Can you talk about a breakthrough publication in your career? Why does it feel special to you? When, why and how did you start working on it, what were some of the motivations and ideas behind it?

I think I can consider the publication of my first book Floating Notes with Tyrant as my breakthrough. I started working on it during an online workshop I was taking with Peter Markus. Some parts of it started in response to the writing prompts in the workshop. Gradually, I started to write more about the same character and an idea of a full-length manuscript emerged. I wrote it pretty quickly within a couple of months and then edited it for another several months.

There are many descriptions of the ideal state of mind for being creative. What is it like for you? What supports this ideal state of mind and what are distractions? Are there strategies to enter into this state more easily?

I think the ideal state of mind may be a bit of a romantic notion. One just has to put the time to put the words together, to make sentences, and in some rare occasions, there is a sense of satisfaction with what happens on the page. That being said, for me finding days in a row when I don’t have to take care of anything else is what I imagine as an ideal state for creation.
 
Sometimes you knock on a closed door for too long and another door opens. It always helps to shift gears and start at a different point when facing a wall. Rereading the writers I admire helps. Taking notes and doing writing prompts are other things I may do. Sometimes posing a formal restriction on the writing is a good way to open things up again.

Words can heal, but they can also hurt. Do you personally have experiences with either or both of these? Where do you personally see the biggest need and potential for literature and poetry as a tool for healing?

There can certainly be a therapeutic effect to trying to create something out of the suffering.  In a sort of translation process, trying to externalize and fictionalize things that are inside you – that sometimes you don’t even know are inside you – a sense of healing can happen. But I don’t find this to be the biggest function of the literature for me.

There is a fine line between cultural exchange and appropriation. What are your thoughts on the limits of copying, using cultural signs and symbols and the cultural/social/gender specificity of art?

I am not in favour of any limitations in generating art, but at the same time I find it problematic when a writer tries to monetize on a painful experience of a minority he has nothing to do with or through exotifying the pain of others. I believe in no external limits but the artist should use some common sense and human decency.

Literature works with sense impressions in a different way than the other arts. How do you use them in your writing? From your experience, what are some of the most inspiring overlaps between different senses - and what do they tell us about the way our senses work?

I think literature offers a unique opportunity to engage different senses compared to other arts. Senses like smell and taste can be rendered in writing in a way that is not possible in other art forms.

For me, the most interesting overlaps happen through the juxtaposition of sounds in a sentence and the imagistic or sensory details. I have an interest in developing mood through engaging more senses, and that is an effort to engage the reader in a way that I see and experience things.

Art can be a purpose in its own right, but it can also directly feed back into everyday life, take on a social and political role and lead to more engagement. Can you describe your approach to art and being an artist?

From my experience, art that tries to directly address social and political issues usually fails, especially given we’re living in a capitalist society where any work can be easily turned into a commodity. I think through a more indirect process art can still play a role that is somewhat more complex. Through a personal angle, a universal truth can be excavated.

What can literature or poetry express about life and death which other forms of art may not?

I think what ditinguishes literature from other media is its ability to capture the human conciousness and the way our thinking process works.

• TASK ITEM A:
Answer these questions from the interview, one per line:
(i) What is the title of the interviewee's first book?
(ii) Who led the online workshop where work on that book began?
(iii) Which two senses does the interviewee say writing can render in a way other art forms cannot?
• TASK ITEM B: Please summarize the interview in two sentences.
• TASK ITEM C: List every strategy the interview mentions for getting writing moving again when facing a wall.
The rows have no connection to the interview.

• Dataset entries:
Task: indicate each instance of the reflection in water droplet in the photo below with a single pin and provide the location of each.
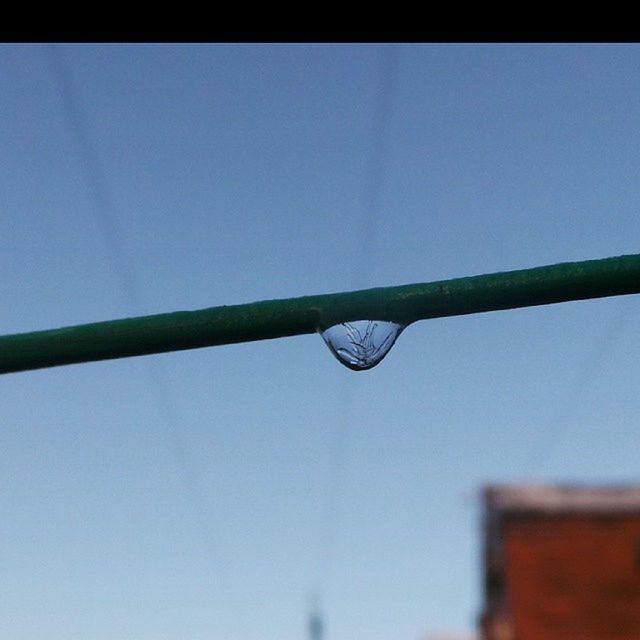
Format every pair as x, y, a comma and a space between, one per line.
361, 344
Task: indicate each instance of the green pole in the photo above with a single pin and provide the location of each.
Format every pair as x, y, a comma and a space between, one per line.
279, 318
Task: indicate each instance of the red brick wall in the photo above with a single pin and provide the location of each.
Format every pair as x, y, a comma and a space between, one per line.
573, 577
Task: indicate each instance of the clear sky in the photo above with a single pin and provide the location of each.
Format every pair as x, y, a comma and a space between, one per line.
206, 494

• EXERCISE SOLUTION A:
(i) Floating Notes with Tyrant
(ii) Peter Markus
(iii) Smell and taste

• EXERCISE SOLUTION B: The interviewee names a first book, Floating Notes with Tyrant, as a breakthrough that began in an online workshop with Peter Markus, was written within a couple of months, and was then edited for several more. The interviewee also finds that art that directly addresses social and political issues usually fails and that literature is distinguished by its ability to capture human consciousness and the way thinking works.

• EXERCISE SOLUTION C:
- Shifting gears and starting at a different point
- Rereading admired writers
- Taking notes
- Doing writing prompts
- Posing a formal restriction on the writing